Nous nous proposons dans cette étude d’analyser quelques aspects de la représentation du couple, et la manière dont celle-ci réfracte le système de valeurs et les institutions sociales.
1. PARADOXES ET DILEMME
Le Pekaan est l’épopée corporative des Subalbé [singulier Cubballo], pêcheurs du Fouta-Tôro (au nord du Sénégal). C’est un ensemble de chants épiques à la gloire des pêcheurs. Exécutés lors des grandes fêtes de la communauté comme la veille de la chasse aux crocodiles ou fiifiire qui donne lieu à de grandes parades et à des joutes oratoires, ils célèbrent la spécificité et l’unité du groupe social. Ils ont la particularité d’être chantés sans accompagnement musical. « Ségou Bali », qui est l’une des plus célèbres compositions du Pekaan, a été popularisé par Guélaye Ali Fall [2], talentueux interprète qui a fait de ce genre littéraire le patrimoine de tous les Foutaŋkooɓe [3].Notre étude s’appuiera sur la version transcrite et traduite par Amadou Abel Sy, et publiée dans son ouvrage Seul contre tous [4]. Celle-ci est bâtie autour d’un embarras qui met le héros face à un sort épineux. Le récit retrace le destin d’un homme dont les nombreuses qualités faisaient qu’il était « aimé des femmes, haï des hommes, mais respecté de tous » [5]. En effet, Ségou Bali est un héros problématique. Ses divers atouts ne servent qu’à rendre plus manifeste et incompréhensible le handicap qu’il traîne. Tous les compagnons d’âge de Samba se sont mariés.
Et leurs enfants étaient mûrs pour les travaux champêtres.

-- ÉNONCÉ ÉCRIT A --
Recopiez, dans le texte sur le Pekaan, le passage qui s'ouvre sur les mots contenant « Nous nous proposons » et se clôt sur « les institutions sociales. ».
-- ÉNONCÉ ÉCRIT B --
Selon le texte sur le Pekaan, qui a transcrit et traduit la version de « Ségou Bali » sur laquelle s'appuie l'étude ?
-- ÉNONCÉ ÉCRIT C --
Poursuivez le texte sur le Pekaan et Ségou Bali à partir de sa dernière phrase.

-- DONNÉES FOURNIES --
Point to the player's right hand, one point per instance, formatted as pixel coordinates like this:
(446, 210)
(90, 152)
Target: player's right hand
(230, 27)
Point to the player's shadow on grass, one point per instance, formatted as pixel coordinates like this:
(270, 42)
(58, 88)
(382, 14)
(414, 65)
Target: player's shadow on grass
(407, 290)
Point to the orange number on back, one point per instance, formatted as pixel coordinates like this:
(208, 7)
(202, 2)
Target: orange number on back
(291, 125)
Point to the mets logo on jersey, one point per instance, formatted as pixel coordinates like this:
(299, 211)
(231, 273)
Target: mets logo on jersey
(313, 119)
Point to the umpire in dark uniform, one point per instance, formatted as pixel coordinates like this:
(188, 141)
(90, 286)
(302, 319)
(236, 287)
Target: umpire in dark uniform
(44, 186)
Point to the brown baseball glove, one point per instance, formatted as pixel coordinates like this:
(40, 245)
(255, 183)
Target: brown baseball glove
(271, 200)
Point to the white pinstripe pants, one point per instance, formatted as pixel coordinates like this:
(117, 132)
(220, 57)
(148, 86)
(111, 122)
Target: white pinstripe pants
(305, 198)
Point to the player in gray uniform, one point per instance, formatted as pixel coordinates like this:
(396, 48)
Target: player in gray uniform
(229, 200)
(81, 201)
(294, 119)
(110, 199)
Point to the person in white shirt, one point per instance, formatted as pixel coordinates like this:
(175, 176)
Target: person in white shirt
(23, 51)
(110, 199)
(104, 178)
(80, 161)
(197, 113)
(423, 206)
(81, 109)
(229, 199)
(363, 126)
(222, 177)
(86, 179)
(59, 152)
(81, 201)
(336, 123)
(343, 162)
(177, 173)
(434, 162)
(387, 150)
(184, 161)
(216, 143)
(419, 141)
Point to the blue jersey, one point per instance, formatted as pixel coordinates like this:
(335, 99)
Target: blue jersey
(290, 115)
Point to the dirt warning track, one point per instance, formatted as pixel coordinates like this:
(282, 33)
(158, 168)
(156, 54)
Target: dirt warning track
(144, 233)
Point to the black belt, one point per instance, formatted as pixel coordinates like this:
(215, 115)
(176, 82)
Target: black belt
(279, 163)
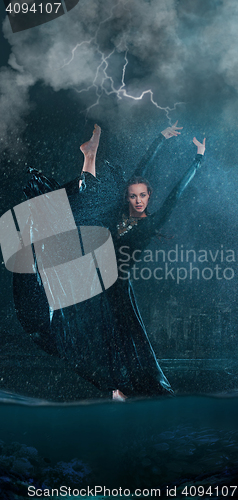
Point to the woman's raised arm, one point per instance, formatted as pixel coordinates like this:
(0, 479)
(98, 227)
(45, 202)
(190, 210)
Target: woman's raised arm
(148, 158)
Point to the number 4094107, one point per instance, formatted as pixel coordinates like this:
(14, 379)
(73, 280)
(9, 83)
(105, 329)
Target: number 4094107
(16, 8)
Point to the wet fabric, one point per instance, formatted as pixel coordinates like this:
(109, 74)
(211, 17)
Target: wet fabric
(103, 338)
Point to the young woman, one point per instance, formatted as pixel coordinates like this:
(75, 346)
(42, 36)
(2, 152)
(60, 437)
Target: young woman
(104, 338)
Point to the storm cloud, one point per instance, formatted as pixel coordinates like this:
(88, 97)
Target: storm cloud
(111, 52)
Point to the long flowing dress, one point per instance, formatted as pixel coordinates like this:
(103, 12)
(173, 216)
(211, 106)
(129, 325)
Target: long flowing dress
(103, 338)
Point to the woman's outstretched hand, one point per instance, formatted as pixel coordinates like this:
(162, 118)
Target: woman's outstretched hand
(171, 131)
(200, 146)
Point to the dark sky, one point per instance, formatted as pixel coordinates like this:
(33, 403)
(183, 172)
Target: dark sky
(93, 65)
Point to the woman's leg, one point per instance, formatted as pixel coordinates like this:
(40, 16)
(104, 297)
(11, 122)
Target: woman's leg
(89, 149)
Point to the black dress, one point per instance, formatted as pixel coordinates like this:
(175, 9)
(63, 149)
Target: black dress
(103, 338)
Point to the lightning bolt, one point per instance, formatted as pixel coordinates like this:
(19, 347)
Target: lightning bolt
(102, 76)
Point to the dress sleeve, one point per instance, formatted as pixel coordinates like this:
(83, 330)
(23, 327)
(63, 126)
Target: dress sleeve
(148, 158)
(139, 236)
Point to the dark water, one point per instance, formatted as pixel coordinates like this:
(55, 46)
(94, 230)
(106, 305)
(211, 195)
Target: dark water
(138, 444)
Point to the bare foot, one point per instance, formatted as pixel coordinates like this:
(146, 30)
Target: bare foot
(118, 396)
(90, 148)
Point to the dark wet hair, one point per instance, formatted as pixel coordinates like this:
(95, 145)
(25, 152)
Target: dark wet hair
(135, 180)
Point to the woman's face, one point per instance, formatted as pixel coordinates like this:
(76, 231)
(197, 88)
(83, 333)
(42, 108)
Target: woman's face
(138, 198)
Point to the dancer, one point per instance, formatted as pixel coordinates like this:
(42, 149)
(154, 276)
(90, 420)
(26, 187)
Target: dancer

* * *

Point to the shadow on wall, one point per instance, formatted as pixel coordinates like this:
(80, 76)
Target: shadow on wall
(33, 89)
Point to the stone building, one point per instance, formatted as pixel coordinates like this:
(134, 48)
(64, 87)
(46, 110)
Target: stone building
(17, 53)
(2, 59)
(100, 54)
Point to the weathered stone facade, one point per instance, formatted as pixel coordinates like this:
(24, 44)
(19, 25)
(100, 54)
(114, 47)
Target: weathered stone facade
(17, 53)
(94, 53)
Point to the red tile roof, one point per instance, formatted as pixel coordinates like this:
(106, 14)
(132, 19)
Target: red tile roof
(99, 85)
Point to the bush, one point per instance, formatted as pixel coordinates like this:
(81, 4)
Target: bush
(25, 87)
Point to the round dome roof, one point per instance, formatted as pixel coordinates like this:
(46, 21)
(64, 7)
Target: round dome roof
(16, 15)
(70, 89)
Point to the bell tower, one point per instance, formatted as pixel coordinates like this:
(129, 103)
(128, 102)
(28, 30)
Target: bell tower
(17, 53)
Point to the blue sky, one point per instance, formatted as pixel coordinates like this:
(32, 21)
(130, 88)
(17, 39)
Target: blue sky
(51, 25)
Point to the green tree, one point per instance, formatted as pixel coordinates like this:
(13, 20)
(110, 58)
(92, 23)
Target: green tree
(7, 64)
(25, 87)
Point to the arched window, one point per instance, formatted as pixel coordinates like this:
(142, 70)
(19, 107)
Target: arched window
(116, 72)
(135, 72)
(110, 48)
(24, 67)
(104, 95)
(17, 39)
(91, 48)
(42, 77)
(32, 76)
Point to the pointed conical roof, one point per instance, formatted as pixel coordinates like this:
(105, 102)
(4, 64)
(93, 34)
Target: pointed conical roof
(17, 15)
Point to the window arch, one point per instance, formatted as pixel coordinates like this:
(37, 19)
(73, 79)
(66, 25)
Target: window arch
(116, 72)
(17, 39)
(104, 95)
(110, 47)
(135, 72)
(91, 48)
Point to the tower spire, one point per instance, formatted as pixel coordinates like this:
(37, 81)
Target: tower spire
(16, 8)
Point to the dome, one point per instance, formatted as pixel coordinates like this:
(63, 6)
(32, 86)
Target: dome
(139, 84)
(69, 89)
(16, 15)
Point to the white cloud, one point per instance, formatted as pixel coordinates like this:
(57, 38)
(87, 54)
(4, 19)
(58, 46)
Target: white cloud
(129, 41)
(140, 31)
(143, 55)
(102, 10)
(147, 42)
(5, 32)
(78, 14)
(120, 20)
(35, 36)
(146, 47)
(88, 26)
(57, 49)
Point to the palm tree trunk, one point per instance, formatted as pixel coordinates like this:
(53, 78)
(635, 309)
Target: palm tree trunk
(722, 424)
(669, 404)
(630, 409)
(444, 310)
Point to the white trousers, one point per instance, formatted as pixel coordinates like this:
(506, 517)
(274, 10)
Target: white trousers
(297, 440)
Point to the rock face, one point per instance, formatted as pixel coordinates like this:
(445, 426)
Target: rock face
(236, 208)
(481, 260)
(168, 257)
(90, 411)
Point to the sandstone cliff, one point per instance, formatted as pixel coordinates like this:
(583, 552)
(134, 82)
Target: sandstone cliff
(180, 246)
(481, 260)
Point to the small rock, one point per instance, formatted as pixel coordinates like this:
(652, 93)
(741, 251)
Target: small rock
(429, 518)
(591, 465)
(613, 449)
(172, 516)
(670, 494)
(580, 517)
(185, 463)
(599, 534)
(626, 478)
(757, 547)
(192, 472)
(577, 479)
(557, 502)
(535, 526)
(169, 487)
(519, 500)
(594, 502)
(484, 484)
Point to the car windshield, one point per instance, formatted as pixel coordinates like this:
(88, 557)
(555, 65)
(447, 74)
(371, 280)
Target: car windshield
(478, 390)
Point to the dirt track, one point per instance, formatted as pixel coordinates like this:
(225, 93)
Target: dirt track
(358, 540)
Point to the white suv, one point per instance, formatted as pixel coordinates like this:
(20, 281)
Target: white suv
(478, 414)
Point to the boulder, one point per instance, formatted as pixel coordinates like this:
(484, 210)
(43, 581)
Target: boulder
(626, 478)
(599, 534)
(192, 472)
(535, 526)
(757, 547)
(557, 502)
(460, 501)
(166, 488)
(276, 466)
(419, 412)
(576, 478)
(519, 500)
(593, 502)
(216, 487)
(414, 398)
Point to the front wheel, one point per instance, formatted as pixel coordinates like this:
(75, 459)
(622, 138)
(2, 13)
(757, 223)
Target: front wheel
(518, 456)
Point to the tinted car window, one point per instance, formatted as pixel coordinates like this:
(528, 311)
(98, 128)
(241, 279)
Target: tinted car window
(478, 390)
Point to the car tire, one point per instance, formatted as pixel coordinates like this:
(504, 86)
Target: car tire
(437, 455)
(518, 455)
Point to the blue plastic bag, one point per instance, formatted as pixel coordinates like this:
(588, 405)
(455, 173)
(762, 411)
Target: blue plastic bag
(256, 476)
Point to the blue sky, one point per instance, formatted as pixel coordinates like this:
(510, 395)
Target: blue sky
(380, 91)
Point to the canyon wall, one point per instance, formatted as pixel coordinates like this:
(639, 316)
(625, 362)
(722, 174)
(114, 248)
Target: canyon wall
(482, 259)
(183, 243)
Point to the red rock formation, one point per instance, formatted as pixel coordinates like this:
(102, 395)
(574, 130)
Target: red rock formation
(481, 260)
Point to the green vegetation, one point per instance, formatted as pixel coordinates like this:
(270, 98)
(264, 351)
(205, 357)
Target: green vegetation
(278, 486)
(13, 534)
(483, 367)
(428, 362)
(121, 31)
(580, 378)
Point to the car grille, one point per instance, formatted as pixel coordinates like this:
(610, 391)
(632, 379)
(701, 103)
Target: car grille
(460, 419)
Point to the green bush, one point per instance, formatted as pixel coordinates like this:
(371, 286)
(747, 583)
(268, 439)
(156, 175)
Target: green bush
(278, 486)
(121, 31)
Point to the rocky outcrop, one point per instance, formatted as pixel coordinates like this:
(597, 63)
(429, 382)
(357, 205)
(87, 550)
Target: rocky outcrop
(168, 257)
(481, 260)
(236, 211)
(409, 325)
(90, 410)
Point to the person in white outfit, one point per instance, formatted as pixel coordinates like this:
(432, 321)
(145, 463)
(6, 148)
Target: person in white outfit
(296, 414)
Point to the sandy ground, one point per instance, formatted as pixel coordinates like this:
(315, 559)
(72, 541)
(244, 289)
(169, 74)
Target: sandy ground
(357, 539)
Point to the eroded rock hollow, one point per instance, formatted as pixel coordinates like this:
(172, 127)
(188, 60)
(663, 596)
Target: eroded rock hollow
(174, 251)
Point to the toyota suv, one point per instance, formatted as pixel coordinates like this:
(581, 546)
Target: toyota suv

-- RÉPONSE ÉCRITE A --
Nous nous proposons dans cette étude d’analyser quelques aspects de la représentation du couple, et la manière dont celle-ci réfracte le système de valeurs et les institutions sociales.

-- RÉPONSE ÉCRITE B --
Amadou Abel Sy.

-- RÉPONSE ÉCRITE C --
Mais Samba ne s’est pas encore marié (p.17),
avertit le narrateur après avoir esquissé un portrait énigmatique du personnage. Cette situation initiale annonce une histoire singulière. Le héros, dont la posture peut susciter aussi bien l’envie que le mépris, est devant un dilemme. En transgressant le tabou que constitue pour lui le mariage, selon sa mère, il s’expose à tous les dangers. En respectant l’interdit et en se résignant au célibat, il reste en marge de la société, demeurant un éternel enfant. Habité par « ce sentiment indomptable (…) qui l’amène davantage à redouter le mépris de ses égaux en caste (fasiraaɓe) qu’à craindre la mort » [6], Ségou Bali choisit de braver la mystérieuse loi pour pouvoir soutenir le regard jusqu’alors vexant de ses pairs. Cette décision l’entraîne dans un engrenage que figure la rapidité avec laquelle les faits s’enchaînent.
Quand Samba fait part à sa mère de sa ferme volonté de se marier, celle-ci lui conseille de se rendre chez son oncle. Ce dernier lui donne la main de sa fille Koumba. La facilité avec laquelle la demande du héros est satisfaite pouvait laisser entrevoir la complexité des relations qui allaient se tisser au sein du couple.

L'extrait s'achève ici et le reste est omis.